### GIVEN REQUEST 1
Copy these lines from the records exactly as they are. Start at the line that contains "Mark the region of each instance of the man's wrist" and continue through the last line of the records.

### SUPPLIED TEXT

On September 25, 1998 the Board of Directors of Synbiotics Corporation (the
"Company") declared a dividend of one preferred share purchase right (a "Right")
for each outstanding share of Common Stock (the "Common Stock") of the Company.
The dividend is payable on October 7, 1998 (the "Record Date") to the
shareholders of record on that date. Each Right entitles the registered holder
to purchase from the Company one one-thousandth of a share (a "Unit;" i.e., 1000
Units equal one share) of Series A Junior Participating Preferred Stock (the
"Series A Preferred Stock") of the Company at a price of $10.00 per Unit (the
"Purchase Price"), subject to adjustment.  The description and terms of the
Rights are set forth in a Rights Agreement dated as of October 1, 1998 (the
"Rights Agreement") between the Company and ChaseMellon Shareholder Services,
L.L.C., as Rights Agent (the "Rights Agent").

Until the earlier to occur of (i) a public announcement that a person or group
of affiliated or associated persons (an "Acquiring Person") have acquired
beneficial ownership of 20% or more of the outstanding Common Stock or (ii) 10
business days (or such later date as may be determined by action of the Board of
Directors prior to such time as any Person becomes an Acquiring Person)
following the commencement of, or announcement of an intention to make, a tender
offer or exchange offer the consummation of which would result in the beneficial
ownership by a person or group of 20% or more of such outstanding Common Stock
(the earlier of such dates being called the "Distribution Date"), the Rights
will be evidenced, with respect to any of the Common Stock certificates
outstanding as of the Record Date, by such Common Stock certificate with a copy
of this Summary of Rights attached thereto.

The Rights Agreement provides that, until the Distribution Date, the Rights will
be transferred with and only with the Common Stock.  Until the Distribution Date
(or earlier redemption or expiration of the Rights), new Common Stock
certificates issued after the Record Date, upon transfer or new issuance of
Common Stock will contain a notation incorporating the Rights Agreement by
reference.  Until the Distribution Date (or earlier redemption or expiration of
the Rights), the surrender for transfer of any certificates for Common Stock,
outstanding as of the Record Date, even without such notation or a copy of this
Summary of Rights being attached thereto, will also constitute the transfer of
the Rights associated with the Common Stock represented by such certificate.  As
soon as practicable following the Distribution Date, separate certificates
evidencing the Rights ("Rights Certificate") will be mailed to holders of record
of the Common Stock as of the Close of Business on the Distribution Date and
such separate Rights Certificate alone will evidence the Rights.

The Rights are not exercisable until the Distribution Date.  The Rights will
expire at the close of business on October 7, 2008 (the "Final Expiration
Date"), unless the Final Expiration Date is extended or unless the Rights are
earlier redeemed or exchanged by the Company, in each case as described below.

### DATA SHOWN
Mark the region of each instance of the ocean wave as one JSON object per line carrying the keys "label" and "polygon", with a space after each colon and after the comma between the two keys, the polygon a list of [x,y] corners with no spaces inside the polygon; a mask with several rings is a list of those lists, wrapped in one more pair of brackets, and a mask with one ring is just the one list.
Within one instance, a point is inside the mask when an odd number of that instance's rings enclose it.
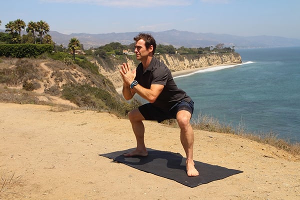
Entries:
{"label": "ocean wave", "polygon": [[252,64],[252,63],[254,63],[254,62],[252,62],[252,61],[248,61],[246,62],[242,62],[242,63],[240,64],[230,64],[230,65],[224,65],[224,66],[212,66],[211,68],[204,68],[204,69],[200,69],[200,70],[199,70],[198,71],[194,72],[192,72],[192,73],[190,73],[190,74],[184,74],[184,75],[180,75],[180,76],[175,76],[175,77],[174,78],[180,78],[180,77],[188,76],[194,74],[195,74],[205,73],[205,72],[214,72],[214,71],[217,71],[217,70],[224,70],[224,69],[227,68],[234,68],[234,67],[236,66],[242,66],[242,65],[248,64]]}

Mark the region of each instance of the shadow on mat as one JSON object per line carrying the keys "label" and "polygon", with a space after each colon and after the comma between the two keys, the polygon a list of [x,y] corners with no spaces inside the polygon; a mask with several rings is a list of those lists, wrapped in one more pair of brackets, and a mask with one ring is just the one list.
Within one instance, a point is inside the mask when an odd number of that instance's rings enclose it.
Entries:
{"label": "shadow on mat", "polygon": [[130,152],[134,148],[100,154],[100,156],[113,159],[143,172],[174,180],[190,188],[242,172],[194,160],[195,167],[199,172],[199,176],[188,176],[186,158],[180,154],[147,148],[148,156],[146,156],[126,157],[123,156],[124,154]]}
{"label": "shadow on mat", "polygon": [[[128,152],[134,150],[134,148],[129,150]],[[174,168],[184,170],[186,172],[185,158],[179,154],[174,154],[168,152],[162,152],[148,148],[148,156],[135,156],[127,157],[123,156],[123,154],[116,156],[114,160],[120,162],[128,166],[144,166],[151,162],[160,162],[160,165],[166,164],[164,166],[168,168]],[[125,152],[124,154],[128,152]]]}

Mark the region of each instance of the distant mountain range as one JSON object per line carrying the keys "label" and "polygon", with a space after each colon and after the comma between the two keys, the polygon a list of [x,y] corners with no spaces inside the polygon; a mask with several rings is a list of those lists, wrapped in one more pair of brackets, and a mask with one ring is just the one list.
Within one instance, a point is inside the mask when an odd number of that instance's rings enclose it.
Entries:
{"label": "distant mountain range", "polygon": [[[4,32],[4,30],[0,30]],[[164,45],[172,44],[178,48],[204,48],[218,44],[224,44],[225,46],[235,48],[258,48],[283,46],[299,46],[300,40],[276,36],[242,36],[226,34],[211,33],[195,33],[176,30],[160,32],[144,32],[151,34],[157,44]],[[52,40],[58,44],[67,46],[70,39],[77,38],[84,49],[91,47],[96,48],[112,42],[118,42],[123,44],[129,44],[134,42],[133,38],[139,32],[89,34],[86,33],[62,34],[56,31],[50,31],[49,34]]]}

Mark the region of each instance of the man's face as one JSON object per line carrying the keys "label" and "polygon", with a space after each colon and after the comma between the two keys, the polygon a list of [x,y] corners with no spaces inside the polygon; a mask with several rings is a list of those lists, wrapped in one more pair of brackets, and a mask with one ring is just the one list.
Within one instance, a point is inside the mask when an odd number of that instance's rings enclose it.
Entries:
{"label": "man's face", "polygon": [[134,52],[136,56],[136,59],[139,60],[142,60],[143,58],[146,58],[148,56],[151,48],[147,50],[146,44],[146,42],[144,40],[140,40],[136,43]]}

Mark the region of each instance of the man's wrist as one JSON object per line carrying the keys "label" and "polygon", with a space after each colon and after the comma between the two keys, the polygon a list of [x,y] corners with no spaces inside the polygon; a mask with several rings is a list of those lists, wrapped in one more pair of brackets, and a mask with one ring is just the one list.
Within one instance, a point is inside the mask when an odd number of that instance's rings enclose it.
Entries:
{"label": "man's wrist", "polygon": [[136,80],[134,80],[130,84],[130,88],[132,89],[134,88],[134,87],[138,84],[138,82]]}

### GIVEN REQUEST 2
List every calendar date that appears in the rights dividend summary.

### CORRECT OUTPUT 1
Mark the region of each instance of the man's wrist as one JSON object per line carrying the keys "label" and "polygon", with a space after each colon and after the comma between the two keys, the polygon a list of [x,y] corners with no spaces inside the polygon; a mask with several rings is a list of those lists, wrapped in one more pair of brackets, and a mask with one ring is just the one list.
Within one instance, a point is inside the mask when an odd number of that instance's rings enclose it.
Entries:
{"label": "man's wrist", "polygon": [[136,80],[134,80],[130,84],[130,88],[132,89],[134,88],[134,87],[138,84],[138,82]]}

### CORRECT OUTPUT 2
September 25, 1998
October 7, 1998
October 1, 1998
October 7, 2008